__Problem__
Turn everything from the line containing "Keypoint placement for each instance of the distant hill: set" down to the line containing "(1081, 575)" into a two-column CSV with the headers text and answer, giving one row per item. Put each item's text and its answer in a single quoted field apiece, with any line breaks replaced by spaces.

__Provided records__
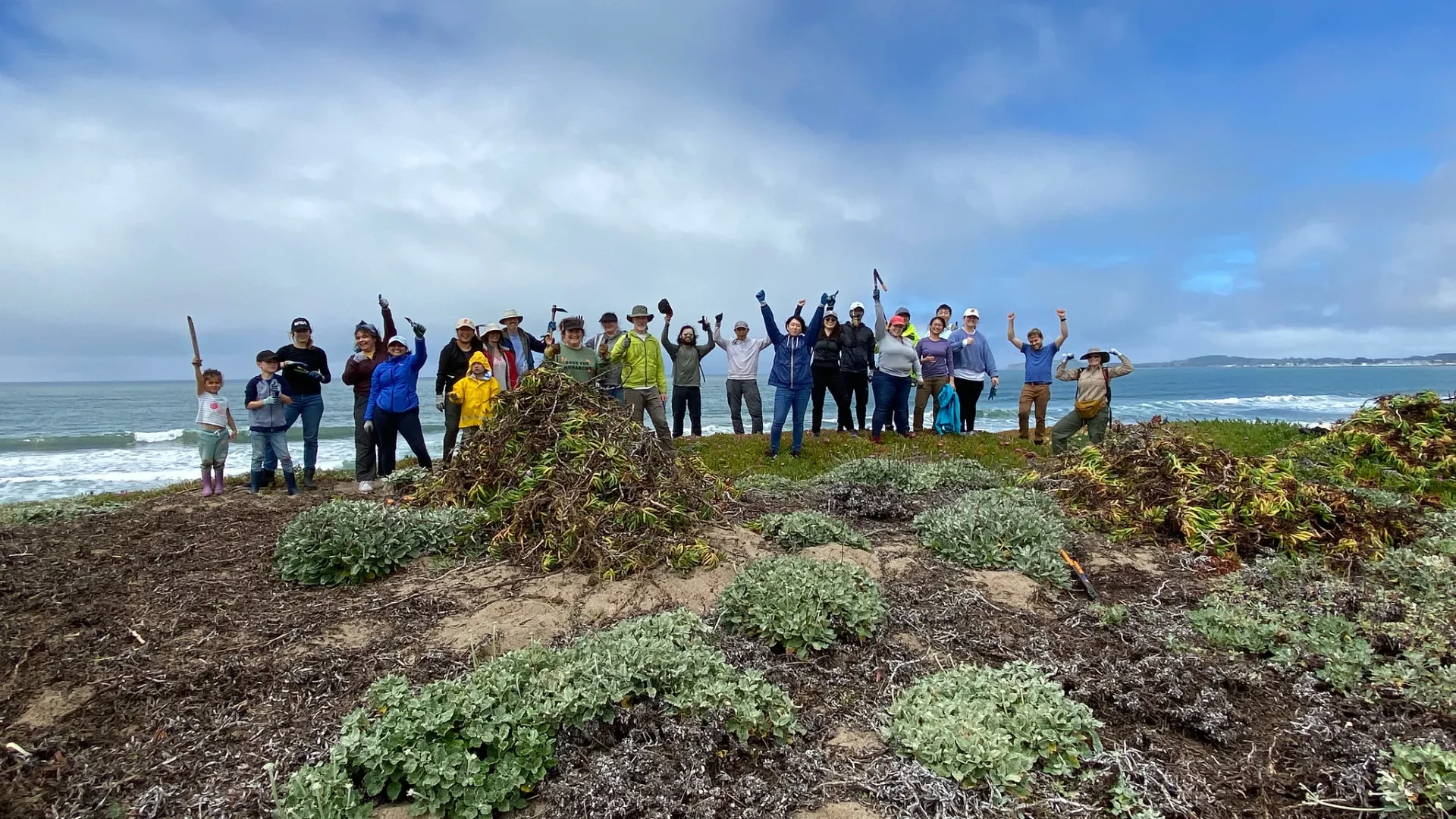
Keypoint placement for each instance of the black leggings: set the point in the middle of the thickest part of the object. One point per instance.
(829, 378)
(968, 392)
(688, 400)
(389, 428)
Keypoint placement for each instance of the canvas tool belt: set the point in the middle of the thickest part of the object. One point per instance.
(1091, 409)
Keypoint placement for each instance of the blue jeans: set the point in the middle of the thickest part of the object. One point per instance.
(892, 403)
(312, 410)
(271, 445)
(783, 400)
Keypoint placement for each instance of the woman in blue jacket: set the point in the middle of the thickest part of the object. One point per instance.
(394, 401)
(792, 373)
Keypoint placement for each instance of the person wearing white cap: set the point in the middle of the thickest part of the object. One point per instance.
(974, 363)
(1092, 407)
(856, 359)
(743, 376)
(455, 362)
(522, 343)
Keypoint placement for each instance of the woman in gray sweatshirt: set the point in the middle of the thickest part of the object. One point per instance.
(896, 373)
(688, 372)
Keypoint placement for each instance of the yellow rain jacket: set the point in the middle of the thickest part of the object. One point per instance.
(641, 362)
(476, 395)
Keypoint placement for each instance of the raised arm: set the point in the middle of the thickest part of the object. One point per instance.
(769, 325)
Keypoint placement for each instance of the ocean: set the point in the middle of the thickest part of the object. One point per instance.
(66, 439)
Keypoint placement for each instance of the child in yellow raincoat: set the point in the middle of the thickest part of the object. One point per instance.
(476, 395)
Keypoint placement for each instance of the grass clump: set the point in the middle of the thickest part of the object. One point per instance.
(565, 480)
(915, 475)
(36, 513)
(1419, 780)
(1158, 483)
(995, 726)
(800, 604)
(353, 541)
(807, 528)
(1008, 528)
(1389, 629)
(473, 746)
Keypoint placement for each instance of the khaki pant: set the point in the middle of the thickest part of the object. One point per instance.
(651, 401)
(928, 392)
(1038, 395)
(1074, 422)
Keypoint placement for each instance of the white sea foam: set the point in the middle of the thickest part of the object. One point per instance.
(158, 438)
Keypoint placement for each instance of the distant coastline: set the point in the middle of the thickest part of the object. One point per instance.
(1438, 360)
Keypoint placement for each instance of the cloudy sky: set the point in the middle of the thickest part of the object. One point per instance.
(1263, 178)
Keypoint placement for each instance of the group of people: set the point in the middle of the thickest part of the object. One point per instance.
(823, 354)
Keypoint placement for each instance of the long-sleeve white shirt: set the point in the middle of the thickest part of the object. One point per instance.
(743, 356)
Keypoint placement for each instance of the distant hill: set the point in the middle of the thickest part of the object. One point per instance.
(1440, 359)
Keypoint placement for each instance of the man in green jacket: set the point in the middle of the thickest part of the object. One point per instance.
(644, 378)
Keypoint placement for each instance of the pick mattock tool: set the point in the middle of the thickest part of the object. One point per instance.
(1081, 575)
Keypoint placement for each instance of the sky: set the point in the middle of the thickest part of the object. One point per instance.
(1235, 177)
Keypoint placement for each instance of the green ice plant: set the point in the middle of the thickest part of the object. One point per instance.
(807, 528)
(1005, 528)
(1419, 780)
(354, 541)
(995, 726)
(473, 746)
(800, 604)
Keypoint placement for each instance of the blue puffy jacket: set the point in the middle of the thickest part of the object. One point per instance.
(792, 354)
(395, 384)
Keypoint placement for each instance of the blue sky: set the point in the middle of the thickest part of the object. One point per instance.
(1257, 178)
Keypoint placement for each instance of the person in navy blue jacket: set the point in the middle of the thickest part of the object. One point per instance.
(394, 401)
(792, 375)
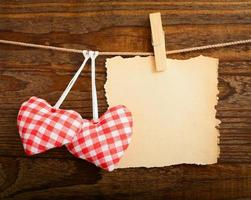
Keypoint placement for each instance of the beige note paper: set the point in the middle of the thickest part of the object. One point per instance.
(173, 111)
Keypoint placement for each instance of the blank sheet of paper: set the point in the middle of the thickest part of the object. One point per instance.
(173, 111)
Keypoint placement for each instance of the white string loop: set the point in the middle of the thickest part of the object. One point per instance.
(73, 80)
(93, 55)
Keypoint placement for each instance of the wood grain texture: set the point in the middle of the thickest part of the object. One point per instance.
(120, 26)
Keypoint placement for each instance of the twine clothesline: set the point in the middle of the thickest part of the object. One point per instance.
(210, 46)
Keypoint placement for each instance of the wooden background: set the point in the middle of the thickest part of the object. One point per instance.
(120, 26)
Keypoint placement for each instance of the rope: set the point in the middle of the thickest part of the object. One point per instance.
(211, 46)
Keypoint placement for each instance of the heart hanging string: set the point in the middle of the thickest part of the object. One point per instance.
(73, 80)
(42, 127)
(93, 55)
(103, 141)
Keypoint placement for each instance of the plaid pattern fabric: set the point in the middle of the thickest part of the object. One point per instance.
(42, 127)
(103, 143)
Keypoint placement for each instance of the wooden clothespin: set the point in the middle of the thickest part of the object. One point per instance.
(158, 41)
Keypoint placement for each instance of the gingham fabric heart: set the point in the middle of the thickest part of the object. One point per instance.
(42, 127)
(104, 142)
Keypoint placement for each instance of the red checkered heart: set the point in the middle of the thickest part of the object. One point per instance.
(43, 127)
(103, 143)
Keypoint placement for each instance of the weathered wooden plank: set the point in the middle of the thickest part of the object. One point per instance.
(23, 178)
(120, 26)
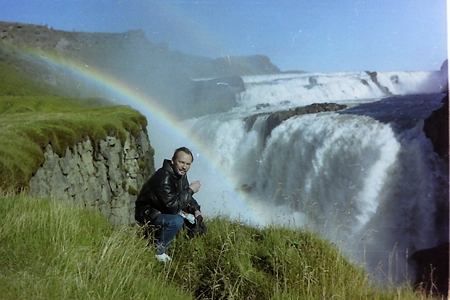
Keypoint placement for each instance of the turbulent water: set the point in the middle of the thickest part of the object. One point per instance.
(366, 178)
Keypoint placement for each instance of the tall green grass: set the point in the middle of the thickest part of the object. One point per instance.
(51, 250)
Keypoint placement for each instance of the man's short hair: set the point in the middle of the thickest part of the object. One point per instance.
(182, 149)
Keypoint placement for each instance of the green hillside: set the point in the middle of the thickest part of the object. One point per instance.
(31, 117)
(52, 250)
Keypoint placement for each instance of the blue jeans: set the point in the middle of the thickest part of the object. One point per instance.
(168, 227)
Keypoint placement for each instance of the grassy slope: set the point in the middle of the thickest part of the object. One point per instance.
(31, 119)
(53, 251)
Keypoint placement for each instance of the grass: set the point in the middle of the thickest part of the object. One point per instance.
(30, 123)
(52, 250)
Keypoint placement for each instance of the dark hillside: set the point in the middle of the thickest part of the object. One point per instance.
(151, 69)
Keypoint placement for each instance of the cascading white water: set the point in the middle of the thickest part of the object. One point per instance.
(365, 185)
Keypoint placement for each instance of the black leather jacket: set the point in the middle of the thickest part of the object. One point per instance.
(165, 192)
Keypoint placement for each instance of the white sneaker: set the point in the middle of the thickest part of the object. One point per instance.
(163, 257)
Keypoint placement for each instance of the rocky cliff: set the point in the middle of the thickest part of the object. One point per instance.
(104, 176)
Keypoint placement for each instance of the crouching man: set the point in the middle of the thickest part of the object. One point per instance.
(166, 200)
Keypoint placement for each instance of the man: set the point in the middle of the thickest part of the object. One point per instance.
(164, 196)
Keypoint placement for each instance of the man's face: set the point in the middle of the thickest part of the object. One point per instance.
(182, 163)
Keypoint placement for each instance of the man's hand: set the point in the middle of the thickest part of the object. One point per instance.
(195, 186)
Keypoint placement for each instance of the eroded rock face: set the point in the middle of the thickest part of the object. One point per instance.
(436, 129)
(105, 177)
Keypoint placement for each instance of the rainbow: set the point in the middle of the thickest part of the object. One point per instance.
(160, 119)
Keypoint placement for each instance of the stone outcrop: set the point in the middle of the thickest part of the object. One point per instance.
(105, 176)
(436, 129)
(215, 95)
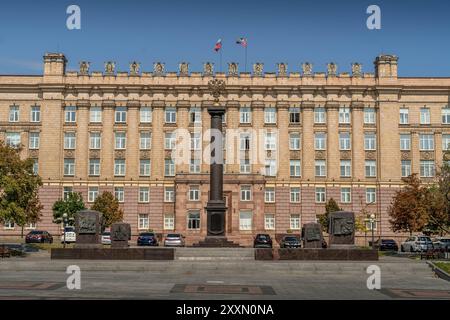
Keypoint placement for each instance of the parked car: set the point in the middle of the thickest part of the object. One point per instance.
(386, 245)
(71, 236)
(290, 242)
(106, 238)
(38, 236)
(442, 243)
(262, 241)
(174, 240)
(417, 243)
(147, 239)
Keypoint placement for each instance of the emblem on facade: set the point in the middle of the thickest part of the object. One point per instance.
(232, 69)
(84, 68)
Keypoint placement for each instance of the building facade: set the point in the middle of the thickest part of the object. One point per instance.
(293, 140)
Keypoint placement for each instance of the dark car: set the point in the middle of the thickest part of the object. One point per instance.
(147, 239)
(290, 242)
(38, 236)
(262, 241)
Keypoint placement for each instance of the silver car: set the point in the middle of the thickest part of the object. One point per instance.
(174, 240)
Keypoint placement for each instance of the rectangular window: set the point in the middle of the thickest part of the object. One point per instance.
(94, 167)
(119, 167)
(245, 220)
(35, 115)
(69, 167)
(144, 194)
(145, 115)
(34, 140)
(95, 114)
(144, 167)
(121, 115)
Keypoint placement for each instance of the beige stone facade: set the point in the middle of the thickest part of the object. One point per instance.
(346, 136)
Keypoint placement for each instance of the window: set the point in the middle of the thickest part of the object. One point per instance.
(424, 116)
(370, 141)
(144, 194)
(295, 168)
(95, 114)
(245, 220)
(13, 139)
(427, 168)
(194, 220)
(320, 168)
(406, 168)
(69, 167)
(169, 194)
(295, 194)
(170, 115)
(14, 114)
(346, 168)
(404, 116)
(144, 167)
(194, 166)
(294, 115)
(245, 115)
(94, 167)
(95, 139)
(194, 193)
(320, 141)
(144, 222)
(145, 115)
(371, 170)
(270, 115)
(70, 113)
(169, 167)
(119, 193)
(405, 141)
(269, 194)
(69, 140)
(34, 140)
(119, 167)
(121, 115)
(245, 166)
(35, 115)
(446, 115)
(120, 140)
(346, 195)
(320, 195)
(169, 222)
(145, 140)
(319, 115)
(294, 221)
(92, 194)
(371, 195)
(426, 142)
(294, 141)
(344, 115)
(344, 141)
(246, 193)
(269, 221)
(369, 115)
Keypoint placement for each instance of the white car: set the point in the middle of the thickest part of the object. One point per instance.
(71, 236)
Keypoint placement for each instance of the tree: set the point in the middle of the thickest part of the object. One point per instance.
(408, 211)
(330, 206)
(19, 186)
(108, 205)
(71, 205)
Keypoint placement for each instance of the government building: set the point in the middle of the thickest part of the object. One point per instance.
(293, 140)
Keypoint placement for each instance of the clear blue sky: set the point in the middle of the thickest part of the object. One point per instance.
(172, 31)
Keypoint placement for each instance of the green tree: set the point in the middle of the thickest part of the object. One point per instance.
(108, 205)
(71, 205)
(19, 186)
(324, 219)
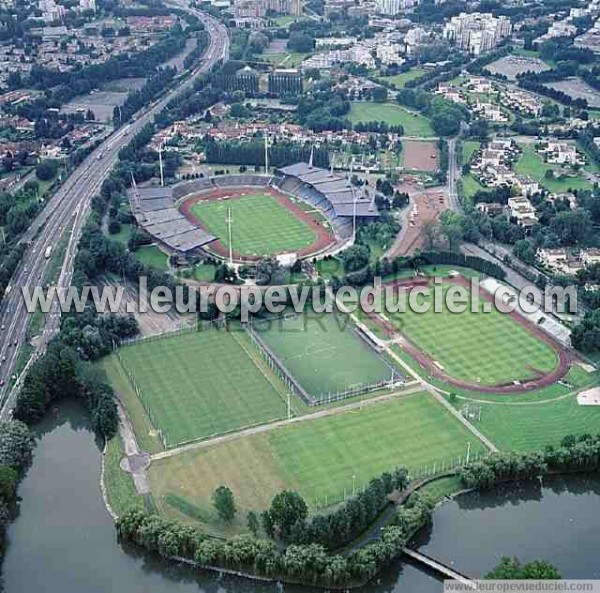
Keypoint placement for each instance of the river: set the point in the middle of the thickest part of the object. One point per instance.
(64, 540)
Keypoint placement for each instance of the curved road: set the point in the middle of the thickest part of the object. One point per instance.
(66, 212)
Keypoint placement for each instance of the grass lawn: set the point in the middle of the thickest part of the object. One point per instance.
(317, 458)
(470, 147)
(323, 353)
(330, 267)
(261, 225)
(123, 235)
(120, 489)
(200, 384)
(489, 348)
(151, 255)
(286, 20)
(400, 80)
(200, 272)
(470, 186)
(532, 426)
(532, 164)
(414, 124)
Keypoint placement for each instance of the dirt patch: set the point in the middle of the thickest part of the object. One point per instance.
(324, 237)
(425, 209)
(420, 156)
(429, 365)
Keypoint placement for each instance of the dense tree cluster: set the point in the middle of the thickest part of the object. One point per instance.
(445, 115)
(580, 453)
(348, 521)
(16, 452)
(252, 153)
(307, 563)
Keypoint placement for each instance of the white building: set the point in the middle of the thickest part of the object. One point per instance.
(394, 7)
(477, 32)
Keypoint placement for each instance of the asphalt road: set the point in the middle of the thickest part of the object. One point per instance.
(65, 213)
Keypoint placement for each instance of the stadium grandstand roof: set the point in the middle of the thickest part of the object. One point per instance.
(154, 210)
(343, 197)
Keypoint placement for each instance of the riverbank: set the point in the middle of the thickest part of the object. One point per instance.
(65, 532)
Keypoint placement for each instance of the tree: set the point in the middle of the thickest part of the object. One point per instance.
(571, 226)
(46, 170)
(8, 483)
(253, 523)
(287, 509)
(16, 445)
(224, 503)
(525, 251)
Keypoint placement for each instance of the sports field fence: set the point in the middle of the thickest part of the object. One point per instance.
(143, 399)
(436, 469)
(278, 367)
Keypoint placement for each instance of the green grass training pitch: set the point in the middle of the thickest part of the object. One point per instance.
(318, 458)
(400, 80)
(414, 124)
(200, 384)
(541, 418)
(323, 352)
(485, 348)
(261, 225)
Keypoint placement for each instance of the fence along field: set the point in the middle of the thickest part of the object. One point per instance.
(487, 349)
(324, 459)
(198, 384)
(324, 356)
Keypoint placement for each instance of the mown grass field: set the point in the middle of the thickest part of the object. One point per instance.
(323, 353)
(261, 225)
(400, 80)
(486, 348)
(317, 458)
(531, 426)
(414, 124)
(531, 164)
(200, 384)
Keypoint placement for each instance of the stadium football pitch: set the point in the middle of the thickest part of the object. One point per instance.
(200, 384)
(261, 225)
(323, 352)
(485, 348)
(320, 458)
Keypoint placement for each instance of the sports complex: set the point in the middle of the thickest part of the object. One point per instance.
(302, 210)
(322, 403)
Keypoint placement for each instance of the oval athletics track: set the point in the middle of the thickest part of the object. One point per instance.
(426, 362)
(323, 240)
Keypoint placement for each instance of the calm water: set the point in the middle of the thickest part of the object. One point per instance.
(64, 539)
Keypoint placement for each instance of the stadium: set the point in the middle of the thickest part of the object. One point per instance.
(299, 212)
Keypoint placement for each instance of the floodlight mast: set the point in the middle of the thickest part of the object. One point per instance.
(162, 177)
(266, 152)
(229, 221)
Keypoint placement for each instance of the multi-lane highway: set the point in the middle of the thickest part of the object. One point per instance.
(65, 214)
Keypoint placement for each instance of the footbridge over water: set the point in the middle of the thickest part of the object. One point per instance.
(440, 568)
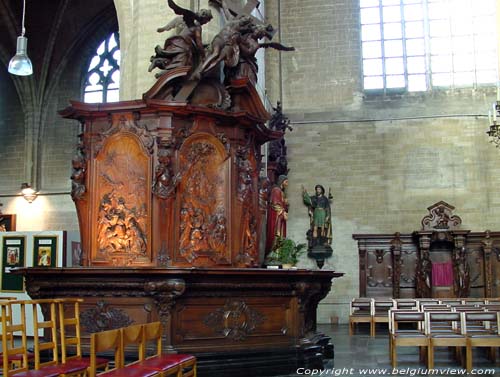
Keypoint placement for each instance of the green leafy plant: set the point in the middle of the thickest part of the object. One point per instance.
(285, 251)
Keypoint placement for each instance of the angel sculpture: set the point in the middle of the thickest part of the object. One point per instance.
(186, 48)
(236, 45)
(248, 46)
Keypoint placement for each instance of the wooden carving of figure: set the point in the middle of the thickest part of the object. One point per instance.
(424, 273)
(277, 214)
(462, 275)
(225, 46)
(320, 215)
(248, 46)
(186, 48)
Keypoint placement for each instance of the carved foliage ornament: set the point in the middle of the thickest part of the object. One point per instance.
(79, 168)
(103, 317)
(236, 320)
(440, 218)
(203, 223)
(165, 180)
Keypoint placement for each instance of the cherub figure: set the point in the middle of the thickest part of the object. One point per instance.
(186, 48)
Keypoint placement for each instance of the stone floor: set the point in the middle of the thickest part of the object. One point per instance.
(361, 355)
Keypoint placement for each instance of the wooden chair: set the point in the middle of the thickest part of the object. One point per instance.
(14, 360)
(487, 337)
(361, 311)
(444, 329)
(9, 348)
(406, 303)
(48, 343)
(70, 333)
(406, 338)
(164, 366)
(153, 332)
(380, 312)
(112, 340)
(104, 341)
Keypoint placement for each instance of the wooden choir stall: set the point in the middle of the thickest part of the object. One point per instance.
(167, 196)
(440, 260)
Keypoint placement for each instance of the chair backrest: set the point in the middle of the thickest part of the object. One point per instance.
(452, 302)
(484, 318)
(69, 327)
(153, 332)
(47, 343)
(134, 336)
(383, 305)
(361, 305)
(453, 319)
(109, 340)
(438, 307)
(391, 316)
(10, 329)
(406, 303)
(398, 317)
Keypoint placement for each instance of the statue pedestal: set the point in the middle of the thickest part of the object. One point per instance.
(246, 321)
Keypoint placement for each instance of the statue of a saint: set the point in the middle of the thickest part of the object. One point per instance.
(320, 232)
(277, 213)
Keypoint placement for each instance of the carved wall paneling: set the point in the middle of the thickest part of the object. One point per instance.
(203, 211)
(469, 261)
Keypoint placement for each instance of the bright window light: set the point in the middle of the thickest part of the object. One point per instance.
(103, 76)
(418, 45)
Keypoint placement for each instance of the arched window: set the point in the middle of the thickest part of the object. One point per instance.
(102, 82)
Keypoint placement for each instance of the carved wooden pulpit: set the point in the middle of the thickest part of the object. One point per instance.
(159, 183)
(170, 210)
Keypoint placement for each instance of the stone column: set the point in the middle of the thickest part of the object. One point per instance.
(138, 21)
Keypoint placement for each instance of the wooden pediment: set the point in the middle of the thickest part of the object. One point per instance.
(440, 218)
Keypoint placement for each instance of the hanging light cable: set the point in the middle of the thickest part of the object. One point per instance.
(20, 64)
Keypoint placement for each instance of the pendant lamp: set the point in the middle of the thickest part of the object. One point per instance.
(20, 64)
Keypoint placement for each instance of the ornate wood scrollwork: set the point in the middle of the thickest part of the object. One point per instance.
(440, 217)
(103, 317)
(396, 246)
(203, 222)
(79, 169)
(164, 294)
(236, 320)
(165, 180)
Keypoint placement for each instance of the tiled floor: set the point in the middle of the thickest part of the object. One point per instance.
(361, 355)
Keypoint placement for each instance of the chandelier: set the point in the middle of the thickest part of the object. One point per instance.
(494, 131)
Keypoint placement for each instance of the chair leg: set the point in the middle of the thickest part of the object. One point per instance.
(492, 354)
(394, 356)
(430, 356)
(468, 357)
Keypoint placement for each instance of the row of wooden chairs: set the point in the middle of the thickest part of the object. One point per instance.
(431, 329)
(62, 314)
(135, 339)
(375, 310)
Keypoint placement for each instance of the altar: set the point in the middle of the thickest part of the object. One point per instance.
(171, 199)
(246, 321)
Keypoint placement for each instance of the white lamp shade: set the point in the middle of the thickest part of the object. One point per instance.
(20, 64)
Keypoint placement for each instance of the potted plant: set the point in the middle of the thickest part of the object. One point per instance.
(285, 252)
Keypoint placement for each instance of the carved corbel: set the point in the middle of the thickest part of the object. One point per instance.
(424, 268)
(309, 295)
(362, 268)
(461, 270)
(487, 244)
(396, 246)
(164, 294)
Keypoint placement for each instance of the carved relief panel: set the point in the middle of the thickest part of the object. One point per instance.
(121, 200)
(203, 206)
(379, 272)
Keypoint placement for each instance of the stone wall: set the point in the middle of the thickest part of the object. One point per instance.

__Result of the task__
text,answer
"Keypoint placement for each instance of the distant hill: set the point in the middle of the thickest part of the object. One point per instance.","(1440, 359)"
"Keypoint placement for each instance of the man in green jacket: set the point in the middle of the thickest part of the object. One point per instance.","(644, 378)"
"Keypoint placement for each instance of the pick mattock tool: set the point in the middle of the thickest part of the object. One point per instance.","(1081, 575)"